--- BEGIN MATERIAL FOR THIS TASK ---

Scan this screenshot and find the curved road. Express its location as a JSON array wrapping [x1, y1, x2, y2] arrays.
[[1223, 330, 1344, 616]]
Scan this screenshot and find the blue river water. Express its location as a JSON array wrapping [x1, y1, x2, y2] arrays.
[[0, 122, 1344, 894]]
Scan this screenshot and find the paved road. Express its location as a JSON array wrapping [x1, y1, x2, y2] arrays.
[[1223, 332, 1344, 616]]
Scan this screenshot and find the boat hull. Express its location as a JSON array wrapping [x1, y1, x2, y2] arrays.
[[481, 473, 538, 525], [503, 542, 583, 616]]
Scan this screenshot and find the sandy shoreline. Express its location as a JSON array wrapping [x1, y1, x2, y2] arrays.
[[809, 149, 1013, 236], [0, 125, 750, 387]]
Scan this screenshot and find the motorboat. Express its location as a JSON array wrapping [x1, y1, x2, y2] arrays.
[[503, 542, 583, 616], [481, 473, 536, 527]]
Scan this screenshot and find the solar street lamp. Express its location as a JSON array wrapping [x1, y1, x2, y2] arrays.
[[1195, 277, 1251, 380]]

--- END MATERIAL FOR THIS TASK ---

▶ **WHAT THE EXERCISE ASKS**:
Please render the items above as a two-column CSV with the headers instruction and output, one row per item, putting each item's text and its answer in their own quoted fields and replacing any line breaks with spaces.

▶ **EXERCISE SOLUTION**:
instruction,output
"Scan this screenshot and find the curved road. Express its location as a JSON array wrapping [x1, y1, x2, y2] arrays.","[[1223, 330, 1344, 616]]"
"Scan this screenshot and find the blue river water. Express its location as a JSON array wrapping [x1, y1, x2, y2] arrays.","[[0, 122, 1344, 894]]"
"Scan this screenshot and find the paved road. Express its location as a JSON array wrapping [x1, y1, x2, y2] arrays.","[[1223, 332, 1344, 616]]"
"Scan this screenshot and find the boat hull. Express its location as a JSON array wrapping [x1, y1, x2, y2] arrays.","[[481, 473, 538, 525], [503, 542, 583, 616]]"
"Scan this screenshot and find the sandy shoreline. Express its location as a JSON array wrapping [x1, y1, x2, y2] arrays.","[[809, 149, 1013, 236], [0, 125, 750, 387]]"
"Scan this screenshot and find the motorboat. Express its location as a JSON array wrapping [x1, y1, x2, y2] arrays.","[[503, 542, 583, 616], [481, 473, 536, 527]]"
"Scan this screenshot and find the solar street lamp. Express its location as a JSON array wrapping [x1, y1, x2, y2] arrays.","[[1195, 277, 1251, 380]]"